▶ [DATA SUPPLIED]:
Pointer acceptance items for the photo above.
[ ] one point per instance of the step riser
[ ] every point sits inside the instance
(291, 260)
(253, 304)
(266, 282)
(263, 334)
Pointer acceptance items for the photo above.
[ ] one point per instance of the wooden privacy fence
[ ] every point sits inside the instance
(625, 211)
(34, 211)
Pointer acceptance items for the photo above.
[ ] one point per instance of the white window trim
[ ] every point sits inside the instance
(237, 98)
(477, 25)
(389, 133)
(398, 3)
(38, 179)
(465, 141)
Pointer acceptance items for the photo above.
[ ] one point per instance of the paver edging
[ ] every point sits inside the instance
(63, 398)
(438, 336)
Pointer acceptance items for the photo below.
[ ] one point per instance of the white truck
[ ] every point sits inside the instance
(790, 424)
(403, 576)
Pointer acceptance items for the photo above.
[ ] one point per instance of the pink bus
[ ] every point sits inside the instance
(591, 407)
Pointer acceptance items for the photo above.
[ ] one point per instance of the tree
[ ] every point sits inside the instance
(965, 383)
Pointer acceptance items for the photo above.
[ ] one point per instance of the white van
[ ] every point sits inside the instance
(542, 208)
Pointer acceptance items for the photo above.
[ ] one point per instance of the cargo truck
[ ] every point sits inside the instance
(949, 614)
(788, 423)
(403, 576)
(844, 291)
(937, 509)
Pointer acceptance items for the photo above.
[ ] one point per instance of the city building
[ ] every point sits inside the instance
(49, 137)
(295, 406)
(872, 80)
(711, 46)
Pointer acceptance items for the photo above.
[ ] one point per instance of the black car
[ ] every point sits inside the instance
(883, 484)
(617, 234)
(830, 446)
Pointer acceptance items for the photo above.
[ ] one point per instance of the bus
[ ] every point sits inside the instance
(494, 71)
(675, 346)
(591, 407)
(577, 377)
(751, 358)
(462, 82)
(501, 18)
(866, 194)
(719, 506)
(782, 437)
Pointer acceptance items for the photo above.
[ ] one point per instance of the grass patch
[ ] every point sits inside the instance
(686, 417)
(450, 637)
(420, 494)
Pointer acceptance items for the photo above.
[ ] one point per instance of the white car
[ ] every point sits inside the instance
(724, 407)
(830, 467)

▶ [TO DO]:
The whole listing above needs to be written out again exactly.

▶ [CORRECT ANSWER]:
Pointer acceptance items for the photo above.
[ ] one point per instance of the step riser
[ ] every point sits inside the instance
(291, 260)
(253, 304)
(266, 282)
(263, 334)
Pointer acceptance items for the photo above.
[ ] one point per instance of the wooden privacy fence
[ ] every point sits inside the instance
(625, 211)
(34, 211)
Pointer acceptance items for the photo above.
[ ] one point per instance of the white window trim
[ ] every point sits inside the instance
(237, 98)
(477, 25)
(389, 133)
(398, 3)
(38, 179)
(465, 141)
Pointer acceptance items for the photo above.
[ ] one point per instance of the paver edging
[ ] every point sits inside the instance
(63, 398)
(438, 336)
Pointer acceptance items for the photo below.
[ ] one point per instance of the white truck
[ ] every point sits inside the instance
(790, 424)
(403, 576)
Pointer acceptance items for the photo above.
[ ] one point per instance of the pink bus
[ ] every point sits inside the instance
(591, 407)
Pointer acceptance items for the photo above.
[ ] one point per instance of the tree
[ ] every point sits inside the instance
(965, 383)
Pointer acceptance items for the photo above.
[ ] one point per instance of the white van
[ ] every point sits inside the instance
(542, 208)
Pointer acceptance items for the photo above.
[ ] one point per instance of the cargo truck
[ ] every point sits inside the instance
(949, 614)
(788, 423)
(403, 576)
(844, 291)
(937, 509)
Pointer acceptance items for the photo above.
[ ] one point per instance of the city building
[ ] every point sits inside the instance
(49, 137)
(295, 406)
(872, 80)
(711, 46)
Pointer acceptance items for the photo above.
[ ] one point per instance of the black car
[ ] every point sits inside the instance
(883, 484)
(617, 234)
(830, 446)
Pointer acceptance items for the photo above.
[ ] one point per instance of the bus
[ ] every point sits inside the instance
(494, 71)
(675, 346)
(591, 407)
(577, 377)
(751, 358)
(462, 82)
(501, 18)
(866, 194)
(719, 506)
(782, 437)
Pointer acceptance items for the photo above.
[ ] one point per instance of the grass patch
[ ] every point sits inside the instance
(686, 417)
(450, 637)
(420, 494)
Pointer acceptance items for the photo above.
[ ] one point per instance of the white car
[ ] every point sits inside the instance
(724, 407)
(830, 467)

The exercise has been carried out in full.